分析文本:
▬▬▬▬▬▬▬▬▬▬
SAS导入导出时编码问题汇总

获得SAS默认编码(其实是通过启动时加载配置文件决定的,nls),

"D:\Program Files\SASHome9.4\SASFoundation\9.4\sas.exe" -CONFIG "d:\Program Files\SASHome9.4\SASFoundation\9.4\nls\zh\sasv9.cfg"

启动后无法修改,如果尝试通过下面命令设置,会得到警告,

option encoding='utf-8';

WARNING 30-12: SAS option ENCODING is valid only at startup of the SAS System. The SAS option is ignored.

%put &sysencoding;

*or;

data _null_;
  val=GETOPTION('encoding');
  put val=;
run;

因此在导入、导出的时候,我们可以指定导入文件或者导出文件的编码。

比如,要导入的csv文件为utf-8,变量为中文,代码如下,

options validvarname=any;

 FILENAME nls "X:\job\test1.csv" ENCODING="utf-8";


PROC IMPORT OUT= WORK.TEST2 
            DATAFILE= nls
            DBMS=CSV REPLACE;
     GETNAMES=YES;
     DATAROW=2; 
RUN;

对应的UTF-8编码文件输出,

FILENAME export "X:\job\test2.csv" ENCODING="utf-8";

PROC EXPORT DATA= TEST2
            OUTFILE= export
            DBMS=csv REPLACE;
RUN;
This example creates a SAS data set from an external file. The external file’s encoding is in UTF-8, and the current SAS session encoding is Wlatin1. By default, SAS assumes that the external file is in the same encoding as the session encoding, which causes the character data to be written to the new SAS data set incorrectly.
▬▬▬▬▬▬▬▬▬▬
任务要求:
(1) 列出关于 SAS 导入导出编码问题的文本中，PROC IMPORT 代码块里所有带等号的选项名称。
(2) 续写关于 SAS 导入导出编码问题的文本，从其最后一句之后接着写下去。
▬▬▬▬▬▬▬▬▬▬
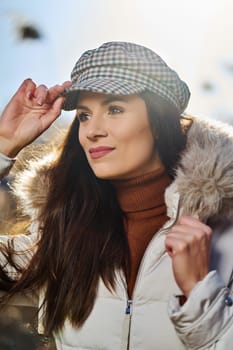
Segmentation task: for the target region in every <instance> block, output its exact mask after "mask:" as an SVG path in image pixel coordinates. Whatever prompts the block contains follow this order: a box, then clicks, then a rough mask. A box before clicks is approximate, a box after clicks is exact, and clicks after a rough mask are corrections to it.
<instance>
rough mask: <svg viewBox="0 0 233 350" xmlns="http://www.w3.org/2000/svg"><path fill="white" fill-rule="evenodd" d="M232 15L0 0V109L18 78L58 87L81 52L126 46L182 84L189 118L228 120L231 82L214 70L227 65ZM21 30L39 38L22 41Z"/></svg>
mask: <svg viewBox="0 0 233 350" xmlns="http://www.w3.org/2000/svg"><path fill="white" fill-rule="evenodd" d="M231 13H232V4H231V0H60V1H59V0H40V1H39V0H34V1H28V0H11V1H9V0H1V2H0V45H1V65H0V81H1V86H2V89H1V92H0V109H2V108H3V106H4V105H5V103H6V102H7V101H8V99H9V97H10V96H11V95H12V93H13V92H14V91H15V89H16V88H17V86H18V85H19V84H20V82H21V81H22V80H23V79H25V78H27V77H31V78H33V79H34V80H35V81H36V82H37V83H38V84H40V83H45V84H48V85H53V84H56V83H59V82H62V81H64V80H67V79H68V78H69V75H70V71H71V69H72V67H73V65H74V63H75V62H76V60H77V59H78V57H79V56H80V55H81V53H82V52H83V51H84V50H86V49H90V48H94V47H97V46H98V45H100V44H101V43H103V42H105V41H111V40H125V41H133V42H137V43H139V44H143V45H146V46H148V47H150V48H151V49H153V50H154V51H156V52H157V53H158V54H160V55H161V56H162V57H163V58H164V59H165V60H166V61H167V63H168V64H169V65H170V66H172V67H173V68H174V69H175V70H176V71H177V72H178V73H179V75H180V76H181V77H182V78H183V79H184V80H185V81H186V82H187V83H188V85H189V86H190V89H191V91H192V98H191V101H190V105H189V107H188V112H190V113H194V114H195V113H196V114H200V113H201V114H207V115H210V116H215V115H216V113H217V112H218V113H223V112H224V113H225V116H228V117H229V116H230V118H231V113H232V111H233V104H232V103H231V101H230V100H232V99H231V98H227V97H228V96H229V95H230V94H231V93H232V89H233V81H232V78H231V77H229V74H228V75H227V74H226V72H225V73H224V72H223V71H221V69H220V68H221V64H222V62H229V63H230V65H231V62H233V40H230V39H231V37H230V36H231V34H230V33H232V32H233V25H232V24H231V22H232V20H231V16H230V14H231ZM23 24H33V25H34V26H36V27H37V28H38V29H39V30H40V32H41V33H42V39H41V40H37V41H35V40H24V41H22V40H20V39H19V36H18V34H17V33H18V29H19V28H20V26H22V25H23ZM226 29H227V30H226ZM216 31H217V32H216ZM223 37H224V39H223ZM227 37H229V40H228V39H227ZM216 52H217V54H216ZM203 82H204V83H205V82H209V83H210V82H211V84H212V85H213V86H214V87H215V88H213V89H209V90H208V91H204V90H203V89H202V88H201V86H203V84H204V83H203ZM211 84H210V85H211ZM207 85H208V84H207ZM212 85H211V86H212ZM216 111H217V112H216Z"/></svg>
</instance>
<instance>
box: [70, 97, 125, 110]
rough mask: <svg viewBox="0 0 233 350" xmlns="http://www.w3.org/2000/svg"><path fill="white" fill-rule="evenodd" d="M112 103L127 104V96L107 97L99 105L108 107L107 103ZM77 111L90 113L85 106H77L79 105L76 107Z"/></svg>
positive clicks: (89, 109) (84, 105) (77, 105)
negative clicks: (87, 111)
mask: <svg viewBox="0 0 233 350" xmlns="http://www.w3.org/2000/svg"><path fill="white" fill-rule="evenodd" d="M112 102H128V98H127V96H121V95H119V96H108V97H106V98H105V99H104V100H103V101H102V102H101V105H103V106H106V105H108V104H109V103H112ZM77 109H82V110H85V111H90V109H89V108H88V107H87V106H85V105H79V104H78V105H77Z"/></svg>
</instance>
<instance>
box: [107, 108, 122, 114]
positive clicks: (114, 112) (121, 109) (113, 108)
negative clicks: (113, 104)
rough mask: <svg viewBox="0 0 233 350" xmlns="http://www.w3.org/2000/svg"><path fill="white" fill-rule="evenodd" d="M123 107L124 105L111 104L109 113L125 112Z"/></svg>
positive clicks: (115, 113)
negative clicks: (119, 106) (112, 104)
mask: <svg viewBox="0 0 233 350" xmlns="http://www.w3.org/2000/svg"><path fill="white" fill-rule="evenodd" d="M123 111H124V110H123V108H122V107H119V106H110V107H109V109H108V114H111V115H113V114H120V113H123Z"/></svg>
▬▬▬▬▬▬▬▬▬▬
练习答案:
(1) OUT、DATAFILE、DBMS、GETNAMES、DATAROW

(2)
To tell SAS what encoding to use when reading the external file, specify the ENCODING= option. When you tell SAS that the external file is in UTF-8, SAS then transcodes the external file from UTF-8 to the current session encoding when writing to the new SAS data set. Therefore, the data is written to the new data set correctly in Wlatin1.
如果不指定编码,SAS会默认导出和导出的文件编码同自身默认的编码一致。
另外我们可以对SAS数据库指定编码。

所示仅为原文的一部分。